SHORT EXERCISE:
Every line below is to be quoted exactly, with nothing added or dropped.

Pointing and labeling entries:

───

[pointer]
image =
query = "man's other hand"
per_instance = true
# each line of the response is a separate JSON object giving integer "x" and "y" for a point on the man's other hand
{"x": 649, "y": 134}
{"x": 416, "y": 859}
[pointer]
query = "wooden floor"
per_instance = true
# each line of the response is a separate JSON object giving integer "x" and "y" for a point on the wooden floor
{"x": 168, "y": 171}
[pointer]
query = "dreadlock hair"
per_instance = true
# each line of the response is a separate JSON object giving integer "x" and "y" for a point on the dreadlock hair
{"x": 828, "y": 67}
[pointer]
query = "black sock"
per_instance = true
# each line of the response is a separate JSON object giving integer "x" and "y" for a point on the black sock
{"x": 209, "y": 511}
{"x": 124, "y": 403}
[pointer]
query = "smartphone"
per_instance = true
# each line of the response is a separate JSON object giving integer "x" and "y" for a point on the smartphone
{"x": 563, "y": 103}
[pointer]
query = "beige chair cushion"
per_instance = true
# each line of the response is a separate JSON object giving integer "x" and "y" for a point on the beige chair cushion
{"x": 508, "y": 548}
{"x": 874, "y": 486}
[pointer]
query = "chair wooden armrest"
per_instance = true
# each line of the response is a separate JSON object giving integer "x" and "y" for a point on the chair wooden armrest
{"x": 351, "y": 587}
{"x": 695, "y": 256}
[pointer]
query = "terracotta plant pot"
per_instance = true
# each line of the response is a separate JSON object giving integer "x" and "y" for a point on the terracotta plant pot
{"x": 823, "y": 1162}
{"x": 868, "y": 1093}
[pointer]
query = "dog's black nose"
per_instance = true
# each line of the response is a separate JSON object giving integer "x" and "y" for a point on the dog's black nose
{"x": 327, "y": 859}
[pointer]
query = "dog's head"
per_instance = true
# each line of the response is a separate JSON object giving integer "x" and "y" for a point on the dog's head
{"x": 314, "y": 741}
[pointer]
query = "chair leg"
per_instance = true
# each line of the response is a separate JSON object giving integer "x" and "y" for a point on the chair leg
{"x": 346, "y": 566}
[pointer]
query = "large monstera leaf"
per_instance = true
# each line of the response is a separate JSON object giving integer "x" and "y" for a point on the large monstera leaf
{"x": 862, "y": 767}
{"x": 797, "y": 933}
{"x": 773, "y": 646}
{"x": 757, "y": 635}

───

EXERCISE RESPONSE:
[pointer]
image =
query = "man's other hand"
per_instance = true
# each line of the response is a separate JSON object giving integer "x" and "y" for a point on the man's other hand
{"x": 649, "y": 134}
{"x": 416, "y": 859}
[pointer]
query = "wooden floor"
per_instance = true
# each line of the response is a separate JSON object giving integer "x" and "y" for a point on the wooden floor
{"x": 168, "y": 171}
[pointer]
query = "dreadlock hair"
per_instance = true
# each line of the response is a separate JSON object giving integer "x" and "y" for a point on the dreadlock hair
{"x": 828, "y": 67}
[pointer]
query = "black sock"
per_instance = true
# each line of the response is a separate JSON object giving integer "x" and "y" for a point on the black sock
{"x": 209, "y": 511}
{"x": 124, "y": 403}
[pointer]
query = "smartphone"
per_instance = true
# each line of the response is a separate JSON object giving integer "x" and "y" for a point on the smartphone
{"x": 563, "y": 103}
[pointer]
query = "beige chair cushion"
per_instance = true
# each line of the response is a separate JSON object giving integer "x" and "y" for a point on the beige chair cushion
{"x": 508, "y": 548}
{"x": 874, "y": 486}
[pointer]
query = "chair wooden armrest"
per_instance = true
# each line of the response is a separate JSON object giving integer "x" and "y" for a point on the chair wooden armrest
{"x": 351, "y": 587}
{"x": 695, "y": 256}
[pointer]
query = "terracotta plant pot"
per_instance = true
# each line of the response is a separate JSON object giving integer "x" and "y" for a point on the terracotta plant pot
{"x": 823, "y": 1162}
{"x": 868, "y": 1093}
[pointer]
query = "dog's black nose"
per_instance = true
# each line of the response is a separate JSON object giving integer "x" and "y" for a point on the dog's black nose
{"x": 327, "y": 859}
[pointer]
query = "dog's head"
per_instance = true
# each line of the response is a separate JSON object giving integer "x" and "y" for a point on the dog's head
{"x": 314, "y": 741}
[pointer]
query = "chair leg"
per_instance = true
# each line of the response is a separate JSON object giving integer "x" and "y" for a point on the chair leg
{"x": 346, "y": 566}
[pointer]
query = "large monstera leaf"
per_instance = true
# each line of the response is a separate JSON object giving integer "x" and "y" for a point on the large monstera leaf
{"x": 862, "y": 767}
{"x": 797, "y": 933}
{"x": 773, "y": 646}
{"x": 757, "y": 635}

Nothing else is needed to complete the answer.